→ COMPLETE THE FOLLOWING:
1. List every numbered military unit named in the text about the Inchon landing.
2. Extend the text about the Inchon landing, picking up right after its last sentence.

→ TEXT SECTION:
Riding the crest of the incoming tide, the ships of the American task force carefully began their second approach to the harbor at Inchon. Battleships filled the air with a hail of rockets and explosions erupted all along the Korean shoreline. At 3:35 P.M. the men of the 1st Marine Division began loading in their landing craft. The LCVPs each carried 22 men and the needed scaling ladders. These shallow draft flat-bottom boats were well suited for shallow waters. Most would come in with the tide, unload at the shoreline, and then remain beached throughout the night as the tide withdrew. 

The Marines planned to strike at two locations, the remaining two battalions of the 5th Marine Regiment unloading at Red Beach while the entire 1st Regiment would forge its way across two miles of mud flats covered by shallow water, to land at Blue Beach.

 

Baldomero Lopez

At 5:33 P.M. the first landing craft reached Red Beach and dropped its gate. Frightened but determined Marines quickly lobbed grenades over the sea wall to discourage any enemy soldiers awaiting their arrival. When the scaling ladders were in place the assault began. From the rear of one of the landing craft a photographer snapped a picture. Leading the way, only his back visible to the camera, was 25-year-old Marine Corps First Lieutenant Baldomero "Punchy" Lopez. The young officer from Tampa, Florida would not only command his Marines into the foray....he would LEAD them.

→ MATERIAL:
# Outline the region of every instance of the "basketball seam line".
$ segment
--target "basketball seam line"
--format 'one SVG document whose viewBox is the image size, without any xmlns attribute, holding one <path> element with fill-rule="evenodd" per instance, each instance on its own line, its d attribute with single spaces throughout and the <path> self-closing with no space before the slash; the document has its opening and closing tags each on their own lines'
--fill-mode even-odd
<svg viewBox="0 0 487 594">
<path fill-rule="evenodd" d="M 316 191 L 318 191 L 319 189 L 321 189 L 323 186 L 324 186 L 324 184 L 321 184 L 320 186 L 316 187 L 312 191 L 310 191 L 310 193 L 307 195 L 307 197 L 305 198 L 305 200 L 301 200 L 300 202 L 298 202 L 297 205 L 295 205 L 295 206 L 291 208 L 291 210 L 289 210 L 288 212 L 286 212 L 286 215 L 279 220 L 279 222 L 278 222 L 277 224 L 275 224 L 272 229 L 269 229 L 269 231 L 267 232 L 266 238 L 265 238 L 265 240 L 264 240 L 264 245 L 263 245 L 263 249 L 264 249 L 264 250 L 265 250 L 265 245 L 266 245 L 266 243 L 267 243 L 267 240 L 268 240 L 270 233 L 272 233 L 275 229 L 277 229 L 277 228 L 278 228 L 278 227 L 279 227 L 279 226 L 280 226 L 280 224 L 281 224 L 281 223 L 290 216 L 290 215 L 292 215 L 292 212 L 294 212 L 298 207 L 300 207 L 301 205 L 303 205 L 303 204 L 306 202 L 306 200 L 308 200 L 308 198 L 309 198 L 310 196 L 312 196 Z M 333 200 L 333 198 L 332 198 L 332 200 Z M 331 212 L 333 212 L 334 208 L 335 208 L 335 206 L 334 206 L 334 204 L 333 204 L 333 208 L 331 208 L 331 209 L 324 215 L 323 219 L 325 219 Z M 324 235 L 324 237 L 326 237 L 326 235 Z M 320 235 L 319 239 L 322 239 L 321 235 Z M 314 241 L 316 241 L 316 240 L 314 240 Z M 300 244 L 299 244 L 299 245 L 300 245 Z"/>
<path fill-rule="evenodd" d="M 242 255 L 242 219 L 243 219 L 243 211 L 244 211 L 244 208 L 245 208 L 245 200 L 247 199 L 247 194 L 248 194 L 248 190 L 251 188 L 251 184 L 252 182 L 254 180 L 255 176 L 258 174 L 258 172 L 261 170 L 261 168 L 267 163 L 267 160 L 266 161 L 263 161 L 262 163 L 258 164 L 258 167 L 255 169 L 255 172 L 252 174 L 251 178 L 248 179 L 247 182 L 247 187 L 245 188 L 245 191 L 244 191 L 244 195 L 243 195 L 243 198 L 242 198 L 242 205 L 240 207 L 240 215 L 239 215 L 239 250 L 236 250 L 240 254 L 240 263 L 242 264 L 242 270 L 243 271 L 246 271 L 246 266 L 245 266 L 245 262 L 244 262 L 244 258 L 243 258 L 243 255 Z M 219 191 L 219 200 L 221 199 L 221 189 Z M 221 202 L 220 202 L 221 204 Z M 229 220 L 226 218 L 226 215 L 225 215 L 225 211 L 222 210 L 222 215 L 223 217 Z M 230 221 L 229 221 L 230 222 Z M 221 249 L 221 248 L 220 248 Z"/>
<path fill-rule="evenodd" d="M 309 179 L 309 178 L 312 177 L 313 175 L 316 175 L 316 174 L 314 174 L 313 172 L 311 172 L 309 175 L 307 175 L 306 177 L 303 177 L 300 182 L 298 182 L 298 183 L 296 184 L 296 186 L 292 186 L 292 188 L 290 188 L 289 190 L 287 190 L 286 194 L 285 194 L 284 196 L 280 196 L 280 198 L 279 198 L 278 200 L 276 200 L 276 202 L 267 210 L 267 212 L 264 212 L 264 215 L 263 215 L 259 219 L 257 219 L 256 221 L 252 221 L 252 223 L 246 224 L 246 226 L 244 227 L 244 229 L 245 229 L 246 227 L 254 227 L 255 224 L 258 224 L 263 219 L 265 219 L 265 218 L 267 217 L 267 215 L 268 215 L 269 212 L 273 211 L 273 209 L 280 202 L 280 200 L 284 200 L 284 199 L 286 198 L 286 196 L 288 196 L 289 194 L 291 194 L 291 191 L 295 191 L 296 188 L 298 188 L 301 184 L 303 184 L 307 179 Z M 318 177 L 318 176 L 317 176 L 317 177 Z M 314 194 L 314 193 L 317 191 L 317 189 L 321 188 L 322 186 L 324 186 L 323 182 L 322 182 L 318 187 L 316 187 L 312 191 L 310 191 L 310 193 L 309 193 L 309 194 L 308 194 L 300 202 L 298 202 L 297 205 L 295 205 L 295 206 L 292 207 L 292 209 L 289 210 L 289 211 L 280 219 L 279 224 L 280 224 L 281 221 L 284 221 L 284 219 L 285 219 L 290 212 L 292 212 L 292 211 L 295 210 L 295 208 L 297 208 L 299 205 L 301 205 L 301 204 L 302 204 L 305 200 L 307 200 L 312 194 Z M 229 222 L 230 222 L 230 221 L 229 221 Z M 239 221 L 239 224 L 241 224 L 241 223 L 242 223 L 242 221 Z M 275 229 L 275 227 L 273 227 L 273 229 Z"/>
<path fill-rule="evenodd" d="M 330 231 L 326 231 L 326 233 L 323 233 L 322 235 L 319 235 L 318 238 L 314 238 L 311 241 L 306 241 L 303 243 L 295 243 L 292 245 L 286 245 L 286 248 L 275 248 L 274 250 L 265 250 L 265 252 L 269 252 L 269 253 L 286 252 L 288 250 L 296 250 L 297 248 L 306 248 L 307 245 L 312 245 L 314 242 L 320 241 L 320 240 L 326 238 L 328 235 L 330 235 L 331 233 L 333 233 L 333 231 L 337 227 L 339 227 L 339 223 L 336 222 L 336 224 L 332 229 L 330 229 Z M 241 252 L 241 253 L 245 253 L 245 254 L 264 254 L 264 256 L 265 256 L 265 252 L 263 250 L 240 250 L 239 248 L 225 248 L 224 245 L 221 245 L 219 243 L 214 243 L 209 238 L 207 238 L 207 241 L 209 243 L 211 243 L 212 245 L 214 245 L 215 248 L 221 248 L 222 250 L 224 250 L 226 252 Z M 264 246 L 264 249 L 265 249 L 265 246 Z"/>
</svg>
---
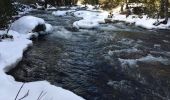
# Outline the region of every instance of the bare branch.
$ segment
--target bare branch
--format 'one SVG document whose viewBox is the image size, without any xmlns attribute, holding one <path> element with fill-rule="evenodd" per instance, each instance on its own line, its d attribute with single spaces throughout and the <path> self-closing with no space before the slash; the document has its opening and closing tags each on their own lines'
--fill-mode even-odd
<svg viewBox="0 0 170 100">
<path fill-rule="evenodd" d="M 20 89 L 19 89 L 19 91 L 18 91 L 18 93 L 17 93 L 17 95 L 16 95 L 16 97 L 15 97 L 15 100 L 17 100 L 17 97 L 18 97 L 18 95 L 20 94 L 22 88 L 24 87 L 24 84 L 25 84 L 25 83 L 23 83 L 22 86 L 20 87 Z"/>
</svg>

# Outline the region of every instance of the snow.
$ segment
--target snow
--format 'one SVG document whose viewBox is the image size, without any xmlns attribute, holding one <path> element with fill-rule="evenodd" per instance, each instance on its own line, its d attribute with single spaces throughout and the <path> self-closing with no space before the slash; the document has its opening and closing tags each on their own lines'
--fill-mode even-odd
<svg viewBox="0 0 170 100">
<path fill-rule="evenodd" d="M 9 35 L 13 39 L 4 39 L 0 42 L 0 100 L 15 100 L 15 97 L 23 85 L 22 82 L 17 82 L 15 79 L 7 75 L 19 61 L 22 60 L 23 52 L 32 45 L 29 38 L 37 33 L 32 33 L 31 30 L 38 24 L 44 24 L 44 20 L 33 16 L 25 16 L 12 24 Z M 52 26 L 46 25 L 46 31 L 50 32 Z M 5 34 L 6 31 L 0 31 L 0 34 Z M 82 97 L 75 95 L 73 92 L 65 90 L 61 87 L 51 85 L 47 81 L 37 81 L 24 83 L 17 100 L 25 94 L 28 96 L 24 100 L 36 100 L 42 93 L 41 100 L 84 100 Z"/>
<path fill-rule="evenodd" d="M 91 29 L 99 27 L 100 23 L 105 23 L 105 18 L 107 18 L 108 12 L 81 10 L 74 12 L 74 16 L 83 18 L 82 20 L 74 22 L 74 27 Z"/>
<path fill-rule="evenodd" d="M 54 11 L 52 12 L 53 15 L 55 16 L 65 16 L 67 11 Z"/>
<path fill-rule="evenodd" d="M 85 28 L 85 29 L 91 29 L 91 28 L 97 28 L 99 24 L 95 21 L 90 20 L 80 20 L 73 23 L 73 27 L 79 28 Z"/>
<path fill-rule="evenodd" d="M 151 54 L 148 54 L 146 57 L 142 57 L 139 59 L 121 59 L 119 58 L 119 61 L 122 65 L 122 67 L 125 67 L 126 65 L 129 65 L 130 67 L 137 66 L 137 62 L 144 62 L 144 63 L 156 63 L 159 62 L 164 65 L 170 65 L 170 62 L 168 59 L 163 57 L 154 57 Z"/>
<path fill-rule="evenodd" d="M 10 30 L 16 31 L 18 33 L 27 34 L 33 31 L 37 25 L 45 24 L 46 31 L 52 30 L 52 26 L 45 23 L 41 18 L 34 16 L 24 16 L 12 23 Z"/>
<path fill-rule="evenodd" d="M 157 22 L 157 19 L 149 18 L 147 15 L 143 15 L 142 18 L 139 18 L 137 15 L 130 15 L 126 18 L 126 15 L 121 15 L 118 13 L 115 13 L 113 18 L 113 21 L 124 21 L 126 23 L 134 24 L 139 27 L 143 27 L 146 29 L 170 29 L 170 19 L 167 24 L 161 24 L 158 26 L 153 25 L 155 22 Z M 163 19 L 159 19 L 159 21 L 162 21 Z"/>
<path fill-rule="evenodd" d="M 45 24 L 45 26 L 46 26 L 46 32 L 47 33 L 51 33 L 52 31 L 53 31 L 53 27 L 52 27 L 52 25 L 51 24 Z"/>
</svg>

→ OUTPUTS FOR THE TASKS:
1. 1st Marine Division; 5th Marine Regiment; 1st Regiment

2.
All along Red Beach the Marines scaled the walls where they were met with a tremendous volley of fire from the enemy. Lieutenant Lopez led his Third Platoon of Company A towards a nearby trench; killing a dozen North Korean soldiers in the process. During the opening ten minutes of the invasion however, eight Marines were also killed. 

Lieutenant Lopez noted the heaviest enemy fire coming from two nearby bunkers. Quickly he destroyed the first, and then ordered his men to provide covering fire while he crawled towards the second. Nearing the enemy position the brave lieutenant rose to throw a grenade. A sudden burst of automatic fire raked Baldomero's body, shattering his right arm and puncturing his chest. Thrown backward by the force of the enemy bullets, the armed grenade fell from his shattered hand.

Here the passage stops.